** Start Dataset rows **

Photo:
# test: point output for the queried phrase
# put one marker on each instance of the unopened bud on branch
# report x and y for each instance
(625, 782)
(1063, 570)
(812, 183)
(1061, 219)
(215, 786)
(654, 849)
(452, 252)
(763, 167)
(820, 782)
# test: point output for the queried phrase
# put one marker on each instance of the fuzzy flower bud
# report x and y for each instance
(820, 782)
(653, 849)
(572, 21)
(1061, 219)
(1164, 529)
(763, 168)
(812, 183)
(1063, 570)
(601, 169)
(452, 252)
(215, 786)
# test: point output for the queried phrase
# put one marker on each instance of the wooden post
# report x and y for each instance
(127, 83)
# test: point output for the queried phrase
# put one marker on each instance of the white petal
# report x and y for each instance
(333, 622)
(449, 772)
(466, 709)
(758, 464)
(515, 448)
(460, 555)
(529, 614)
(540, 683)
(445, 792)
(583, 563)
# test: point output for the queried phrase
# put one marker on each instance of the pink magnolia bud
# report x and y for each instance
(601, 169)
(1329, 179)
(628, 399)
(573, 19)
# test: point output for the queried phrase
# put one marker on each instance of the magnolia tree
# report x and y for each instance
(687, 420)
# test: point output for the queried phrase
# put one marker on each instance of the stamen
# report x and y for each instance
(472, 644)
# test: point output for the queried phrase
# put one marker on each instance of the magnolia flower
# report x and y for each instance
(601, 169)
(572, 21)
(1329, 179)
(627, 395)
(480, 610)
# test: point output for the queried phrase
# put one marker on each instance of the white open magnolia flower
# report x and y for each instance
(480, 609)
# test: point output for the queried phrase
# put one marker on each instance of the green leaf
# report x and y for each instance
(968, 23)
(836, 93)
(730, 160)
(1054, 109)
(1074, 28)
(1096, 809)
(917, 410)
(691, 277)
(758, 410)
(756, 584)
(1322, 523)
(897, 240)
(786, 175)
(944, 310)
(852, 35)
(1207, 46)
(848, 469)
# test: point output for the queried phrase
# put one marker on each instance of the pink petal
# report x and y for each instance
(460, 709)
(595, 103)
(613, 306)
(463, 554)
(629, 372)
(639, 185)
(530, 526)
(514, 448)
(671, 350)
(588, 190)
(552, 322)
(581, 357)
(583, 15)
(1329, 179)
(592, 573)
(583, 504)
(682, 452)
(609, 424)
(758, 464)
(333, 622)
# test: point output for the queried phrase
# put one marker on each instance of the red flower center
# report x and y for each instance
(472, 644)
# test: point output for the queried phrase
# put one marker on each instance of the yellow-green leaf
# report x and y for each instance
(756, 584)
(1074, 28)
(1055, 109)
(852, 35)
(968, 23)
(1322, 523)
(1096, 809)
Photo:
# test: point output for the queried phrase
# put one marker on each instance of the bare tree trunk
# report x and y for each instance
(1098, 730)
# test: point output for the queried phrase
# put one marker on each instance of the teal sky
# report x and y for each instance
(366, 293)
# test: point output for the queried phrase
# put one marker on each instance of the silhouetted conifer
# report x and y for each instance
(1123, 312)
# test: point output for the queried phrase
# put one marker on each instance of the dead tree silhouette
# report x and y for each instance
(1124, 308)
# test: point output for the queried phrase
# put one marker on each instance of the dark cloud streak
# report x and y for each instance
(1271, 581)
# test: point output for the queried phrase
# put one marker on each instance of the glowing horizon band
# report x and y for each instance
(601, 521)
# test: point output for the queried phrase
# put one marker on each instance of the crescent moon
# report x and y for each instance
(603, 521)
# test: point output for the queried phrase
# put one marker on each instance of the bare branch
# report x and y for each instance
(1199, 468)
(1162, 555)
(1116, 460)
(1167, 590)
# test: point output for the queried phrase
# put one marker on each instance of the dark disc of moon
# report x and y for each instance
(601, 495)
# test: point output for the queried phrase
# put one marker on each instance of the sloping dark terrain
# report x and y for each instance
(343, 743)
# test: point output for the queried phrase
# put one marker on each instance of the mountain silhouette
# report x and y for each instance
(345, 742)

** End Dataset rows **

The task ->
All of the entries above should be written out again exactly.

Task result ->
Photo:
# test: point output for the queried phrase
# put one marker on each instance of the unopened bud on branch
# report x and y for each instance
(625, 782)
(1063, 570)
(812, 183)
(1061, 219)
(215, 786)
(654, 849)
(452, 252)
(763, 167)
(820, 782)
# test: point output for the queried phrase
# put one marker on each instance of the fuzzy flower bud
# report x and y for each instance
(820, 782)
(653, 849)
(572, 21)
(1061, 219)
(1164, 529)
(763, 168)
(812, 183)
(1063, 570)
(601, 169)
(452, 252)
(215, 786)
# test: point output for the queried phrase
# put one marker on each instance of the wooden post
# report x and y for each instance
(127, 83)
# test: point output for the queried phrase
# put one marker on each instance of the white petal
# report x and y for each instance
(333, 622)
(449, 772)
(466, 709)
(758, 464)
(515, 448)
(460, 555)
(529, 614)
(540, 683)
(445, 792)
(583, 563)
# test: point output for the queried phrase
# put one marker on each instance of the pink magnolia bud
# report x and y for each instance
(601, 169)
(1329, 179)
(628, 399)
(573, 19)
# test: point output for the queried phrase
# put one marker on each instance of the magnolia tree
# report x and y for each instance
(687, 420)
# test: point output for the queried phrase
# put one marker on each instance of the stamen
# report x and y for each instance
(472, 644)
# test: point output for the queried phrase
# put one marker on each instance of the magnolia flower
# report x and y for each instance
(601, 169)
(572, 21)
(1329, 179)
(627, 395)
(480, 610)
# test: point output for the queried phrase
# put one marker on each instance of the white open magnolia flower
# report x and y for each instance
(480, 609)
# test: point output for the queried phrase
# put one marker on each instance of the green leaf
# report x and y for each instance
(968, 23)
(836, 93)
(730, 160)
(1054, 109)
(1074, 28)
(1096, 809)
(917, 410)
(691, 277)
(758, 410)
(756, 584)
(1322, 523)
(897, 240)
(786, 175)
(944, 310)
(852, 35)
(1207, 46)
(848, 469)
# test: point output for the queried phrase
# put one marker on each instance of the pink petal
# report x and y for each instance
(460, 709)
(595, 103)
(613, 306)
(463, 554)
(629, 372)
(639, 185)
(530, 526)
(514, 448)
(671, 350)
(588, 190)
(552, 322)
(581, 357)
(583, 15)
(1329, 179)
(592, 573)
(583, 504)
(682, 452)
(609, 424)
(758, 464)
(333, 622)
# test: point output for the queried phrase
# put one marker on each instance of the red flower center
# report x and y for each instance
(472, 644)
# test: point output for the queried phrase
# put one marker on each instance of the yellow-green leaf
# report x and y for each instance
(756, 584)
(1074, 28)
(1055, 109)
(852, 35)
(968, 23)
(1322, 523)
(1096, 809)
Photo:
# test: point output for the queried phrase
# put one marker on each instance of the bare tree trunk
# report x and y for each instance
(1098, 730)
# test: point output for the queried phrase
# put one marker on each instance of the teal sky
# report x and y for each instance
(366, 293)
# test: point output for the queried phrase
# put one marker on each instance of the silhouetted conifer
# report x and y for each instance
(1123, 312)
# test: point output for the queried phrase
# put one marker on each instance of the dead tree silhouette
# report x and y for each instance
(1124, 308)
# test: point output for the queried phrase
# put one marker on each instance of the dark cloud streak
# report x and y for each instance
(1271, 581)
# test: point output for the queried phrase
# put one marker on each instance of the glowing horizon band
# report x and y for each instance
(601, 521)
# test: point output for the queried phrase
# put one marker on each instance of the crescent moon
# report x and y for each instance
(603, 521)
# test: point output for the queried phrase
# put one marker on each instance of the bare branch
# report x and y for each instance
(1199, 468)
(1162, 555)
(1116, 460)
(1167, 590)
# test: point output for the queried phrase
# put one marker on each instance of the dark disc of moon
# report x and y for each instance
(601, 495)
# test: point output for the queried phrase
# put one marker on each instance of the sloping dark terrain
# report x and y for each instance
(343, 743)
# test: point output for the queried phrase
# put one marker on each instance of the mountain silhouette
# report x and y for each instance
(345, 742)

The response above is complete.